(PROVIDED TEXT begins)

Tuesday, April 11, 2006

'Aneurysm Tests Urged in Older Men Who Smoked'

This week is the one-year anniversary of when my Dad went into the hospital with a ruptured abdominal aortic aneurysm and ultimately died.

Ironically, just about two months previously, I'd sent my Dad an email with a New York Times article "Aneurysm Tests Urged in Older Men Who Smoked" explaining how men over 65 who'd ever smoked should be screened for aneurysms. He'd printed out the article, I think (I hope) with the intention of bringing it up at his next doctor's visit.

I didn't remember that I'd sent the email to my Dad until my sister found it in his email inbox days after he'd died. I'd prefaced it with "Just thinking about you, Dad. :) Love, Haley". We were all a little spooked at finding it.

I won't reprint the whole article, since it's still available without fee on the New York Times website, but I will excerpt from it. It was originally published Feb. 1, 2005.

The task force estimated that for every 500 men who meet its criteria and are screened, one death would be prevented over five years. In comparison, the only test for colorectal cancer that was evaluated in a randomized controlled trial, the fecal occult blood test, requires that 1,374 people be screened to prevent one death over five years.

"This is huge," said Dr. Frank A. Lederle of the University of Minnesota and the Minneapolis Veterans Affairs Medical Center, who reviewed the clinical trial data for the task force. "A major test for a major disease - it just doesn't come along very often."

(PROVIDED TEXT ends)

**ACTIVITY LIST:**
1. Answer these questions about the aneurysm post:
(a) On what date was the New York Times article originally published?
(b) Who found the email in the father's inbox?
(c) How many people must be screened with the fecal occult blood test to prevent one death over five years?
2. Please retype the part of the aneurysm post starting at "Tuesday, April 11, 2006" and ending at "at finding it.", changing nothing.
3. Extend the aneurysm post with new writing that picks up after its final paragraph.

(INFORMATION SHOWN begins)

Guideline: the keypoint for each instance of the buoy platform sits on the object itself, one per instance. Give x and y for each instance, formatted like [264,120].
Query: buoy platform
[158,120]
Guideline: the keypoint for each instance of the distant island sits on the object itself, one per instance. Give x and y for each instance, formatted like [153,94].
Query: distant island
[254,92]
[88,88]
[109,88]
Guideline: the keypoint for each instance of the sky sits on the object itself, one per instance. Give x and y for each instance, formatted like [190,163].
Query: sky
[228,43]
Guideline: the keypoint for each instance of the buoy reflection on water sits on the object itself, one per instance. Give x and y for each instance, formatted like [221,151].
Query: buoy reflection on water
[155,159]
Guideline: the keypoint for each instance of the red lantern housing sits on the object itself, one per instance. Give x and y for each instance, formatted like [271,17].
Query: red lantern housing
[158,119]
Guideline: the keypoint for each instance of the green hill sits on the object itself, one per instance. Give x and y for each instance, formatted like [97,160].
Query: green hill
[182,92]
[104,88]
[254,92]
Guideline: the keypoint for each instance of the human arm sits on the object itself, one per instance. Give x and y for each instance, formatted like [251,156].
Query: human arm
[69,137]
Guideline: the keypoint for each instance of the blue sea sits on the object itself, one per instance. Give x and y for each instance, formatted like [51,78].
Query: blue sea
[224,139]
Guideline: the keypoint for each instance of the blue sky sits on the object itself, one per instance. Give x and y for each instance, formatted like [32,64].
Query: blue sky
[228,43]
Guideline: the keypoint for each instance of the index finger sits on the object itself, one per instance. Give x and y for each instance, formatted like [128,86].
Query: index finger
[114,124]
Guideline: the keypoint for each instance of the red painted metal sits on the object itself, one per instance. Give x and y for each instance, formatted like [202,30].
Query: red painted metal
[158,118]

(INFORMATION SHOWN ends)

**RESULTS:**
1.
(a) Feb. 1, 2005
(b) The writer's sister
(c) 1,374

2.
Tuesday, April 11, 2006

'Aneurysm Tests Urged in Older Men Who Smoked'

This week is the one-year anniversary of when my Dad went into the hospital with a ruptured abdominal aortic aneurysm and ultimately died.

Ironically, just about two months previously, I'd sent my Dad an email with a New York Times article "Aneurysm Tests Urged in Older Men Who Smoked" explaining how men over 65 who'd ever smoked should be screened for aneurysms. He'd printed out the article, I think (I hope) with the intention of bringing it up at his next doctor's visit.

I didn't remember that I'd sent the email to my Dad until my sister found it in his email inbox days after he'd died. I'd prefaced it with "Just thinking about you, Dad. :) Love, Haley". We were all a little spooked at finding it.

3.
Almost no one is screened now for abdominal aortic aneurysms, vascular surgeons say. Medical researchers suspect the true death rate is higher than 9,000 a year because often the swift deaths are attributed to a heart attack or stroke.

"If it ruptures, you're dead," Dr. Lederle said. Most bleed to death so quickly that they never make it to the hospital. And half of those who do make it to the hospital do not survive.

The review of the trial data on abdominal aortic aneurysms, along with the task force's recommendations, is published today in the Annals of Internal Medicine.

An abdominal aortic aneurysm is a small weakened area of the aorta, the large artery that carries blood from the heart and winds down along the spinal cord to the abdomen. Over the years, the weak spot slowly balloons and eventually bursts. There are no symptoms as the aneurysm grows. But once it reaches five and a half centimeters, or a little over two inches, in diameter, it may burst at any moment. That is the time to repair it, medical researchers say, explaining that smaller aneurysms posed too little danger to be worth the risk of operating on them.